-------- TESTO DEL DOCUMENTO

La rottura sulla candidatura Meloni non è la prova della resistenza ideologica di Berlusconi alla lepenizzazione della destra italiana. È la presa d'atto che, nella destra lepenizzata e raccolta attorno ai nuovi masanielli della frustrazione popolare, a dare le carte e ad avere l'ultima parola non può più essere il Cav., che si porta peraltro appresso, con il peso di un ventennio di politica logorante, anche quello di interessi finanziari ed editoriali sempre meno "dominanti" e bisognosi di alleanze interne e internazionali.

Non si può dire invece che la svolta moderata svelerebbe una sorta di dispetto per la piega populista presa dal centro-destro italiano, visto che di quella piega - su tutti i temi che contano: economici, sociali, civili e internazionali - è stato responsabile e attore per primo lo stesso Berlusconi, quando prendendo congedo dalla scommessa di governo (ben prima del commissariamento e della resa di fine 2011) scelse di coltivare la retorica recriminatoria e vittimistica del "complotto contro l'Italia", per scaricare il peso del suo fallimento e per occupare direttamente quello spazio che vedeva aprirsi a destra della destra europea.

Salvini e la Meloni sono due figli legittimi di questa strategia, che Berlusconi ha programmaticamente perseguito, ma non dominato. I mostri cui i due giovani leader "immoderati" addebitano le difficoltà italiane sono gli stessi - la Merkel, l'Europa, le élite finanziarie internazionali - a cui Berlusconi ha imputato l'usurpazione del suo scettro da parte di Mario Monti, descritto per anni da giornali e tv berlusconiane come il mandatario dei poteri forti e il commissario liquidatore della democrazia italiana, in combutta con Washington, Berlino e Bruxelles. Berlusconi non sta affatto stretto nella retorica nazionalista anti-europea e anti-occidentale di Meloni e Salvini. Sta stretto, anche psicologicamente, in un centro-destra che non è più "suo", se non in una misura sempre più residuale e con un elettorato sempre meno disposto a riconoscergli un ruolo decisivo.

----------------

> **COMPITI RICHIESTI**:
1 > Ripeti parola per parola il passo del testo su Berlusconi e la destra italiana compreso tra «Salvini e la» e «un ruolo decisivo.», estremi inclusi.
2 > Riprendi il testo su Berlusconi e la destra italiana e proseguilo dopo la sua ultima frase.

-------- MATERIALE FORNITO

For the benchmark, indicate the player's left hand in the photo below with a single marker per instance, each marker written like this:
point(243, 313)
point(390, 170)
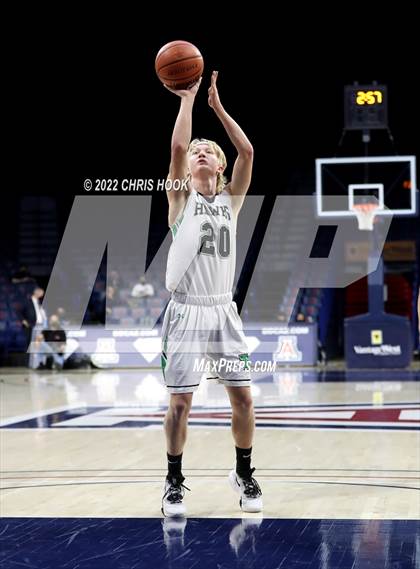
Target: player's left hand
point(214, 100)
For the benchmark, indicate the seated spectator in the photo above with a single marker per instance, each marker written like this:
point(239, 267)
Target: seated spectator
point(142, 289)
point(22, 275)
point(50, 346)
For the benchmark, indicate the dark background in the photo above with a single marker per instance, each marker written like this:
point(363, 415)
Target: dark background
point(85, 101)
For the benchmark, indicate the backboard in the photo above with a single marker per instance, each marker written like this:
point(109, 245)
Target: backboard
point(389, 181)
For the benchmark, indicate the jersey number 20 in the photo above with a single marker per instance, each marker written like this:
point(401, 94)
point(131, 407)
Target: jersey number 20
point(208, 238)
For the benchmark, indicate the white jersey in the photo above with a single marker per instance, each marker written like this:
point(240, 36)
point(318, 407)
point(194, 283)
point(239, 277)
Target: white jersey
point(202, 256)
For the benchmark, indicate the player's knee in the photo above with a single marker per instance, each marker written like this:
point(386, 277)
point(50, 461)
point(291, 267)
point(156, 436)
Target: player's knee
point(243, 404)
point(180, 405)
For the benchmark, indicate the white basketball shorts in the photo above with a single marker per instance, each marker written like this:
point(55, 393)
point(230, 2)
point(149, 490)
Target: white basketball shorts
point(203, 335)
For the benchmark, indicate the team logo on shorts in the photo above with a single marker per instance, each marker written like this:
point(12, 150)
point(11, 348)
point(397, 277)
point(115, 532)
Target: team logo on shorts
point(245, 359)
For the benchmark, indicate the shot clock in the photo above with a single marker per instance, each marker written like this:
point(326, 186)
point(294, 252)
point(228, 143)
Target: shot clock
point(365, 107)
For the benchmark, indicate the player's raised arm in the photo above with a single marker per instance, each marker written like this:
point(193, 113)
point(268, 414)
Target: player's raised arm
point(242, 169)
point(181, 136)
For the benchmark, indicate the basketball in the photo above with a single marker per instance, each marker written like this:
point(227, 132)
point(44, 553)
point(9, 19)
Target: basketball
point(179, 64)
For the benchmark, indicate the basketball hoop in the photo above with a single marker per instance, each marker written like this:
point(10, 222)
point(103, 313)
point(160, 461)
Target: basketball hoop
point(365, 215)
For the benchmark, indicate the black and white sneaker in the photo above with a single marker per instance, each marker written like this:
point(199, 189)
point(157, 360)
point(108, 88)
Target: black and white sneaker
point(248, 488)
point(172, 501)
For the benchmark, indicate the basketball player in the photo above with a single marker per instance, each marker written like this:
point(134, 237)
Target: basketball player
point(201, 321)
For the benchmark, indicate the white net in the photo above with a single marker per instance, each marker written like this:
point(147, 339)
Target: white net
point(366, 215)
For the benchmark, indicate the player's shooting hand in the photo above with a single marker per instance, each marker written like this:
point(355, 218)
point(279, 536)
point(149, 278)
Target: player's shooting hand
point(214, 100)
point(190, 92)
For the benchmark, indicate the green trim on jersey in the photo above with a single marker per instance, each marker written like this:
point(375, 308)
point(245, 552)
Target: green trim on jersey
point(175, 226)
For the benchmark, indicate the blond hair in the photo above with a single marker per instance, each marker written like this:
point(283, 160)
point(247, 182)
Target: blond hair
point(221, 179)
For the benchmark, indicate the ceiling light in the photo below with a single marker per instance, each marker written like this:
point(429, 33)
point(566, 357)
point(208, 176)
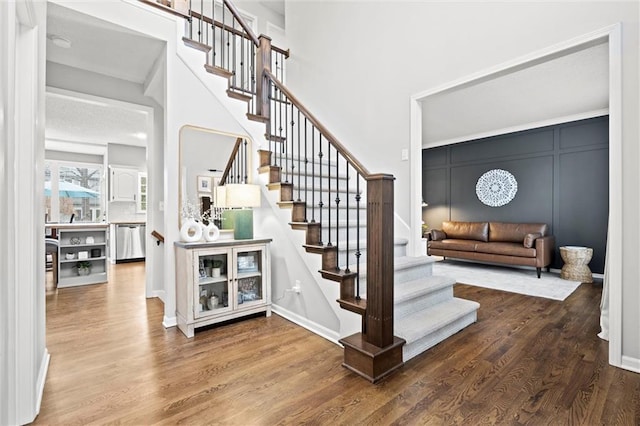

----------------

> **RISPOSTE PER COMPITO**:
1 >
Salvini e la Meloni sono due figli legittimi di questa strategia, che Berlusconi ha programmaticamente perseguito, ma non dominato. I mostri cui i due giovani leader "immoderati" addebitano le difficoltà italiane sono gli stessi - la Merkel, l'Europa, le élite finanziarie internazionali - a cui Berlusconi ha imputato l'usurpazione del suo scettro da parte di Mario Monti, descritto per anni da giornali e tv berlusconiane come il mandatario dei poteri forti e il commissario liquidatore della democrazia italiana, in combutta con Washington, Berlino e Bruxelles. Berlusconi non sta affatto stretto nella retorica nazionalista anti-europea e anti-occidentale di Meloni e Salvini. Sta stretto, anche psicologicamente, in un centro-destra che non è più "suo", se non in una misura sempre più residuale e con un elettorato sempre meno disposto a riconoscergli un ruolo decisivo.

2 >
Questa condizione di minorità ha aperto a Berlusconi una prospettiva più promettente, anche per arginare il collasso di voti di Forza Italia: quella di riposizionare al centro le truppe residue e di giocare in proprio una partita che non può più essere maggioritaria, ma che potrebbe non essere irrilevante, se Berlusconi riuscisse a tenere in piedi, anche in vista della prossima legislatura, una opposizione "dialogante" con il PD renziano. Qualcosa di meno di un nuovo Nazareno, ma anche di meno umiliante del finire arruolato con un rango da ufficiale minore nella destra anti-tutto di Salvini e Meloni.

Di certo, non è questa scelta a battezzare la nascita di una nuova "destra normale", che in Italia, se mai rinascerà, vedrà la luce oltre - e in larghissima misura contro - i camuffamenti e i trasformismi del Berlusconi solitario y final.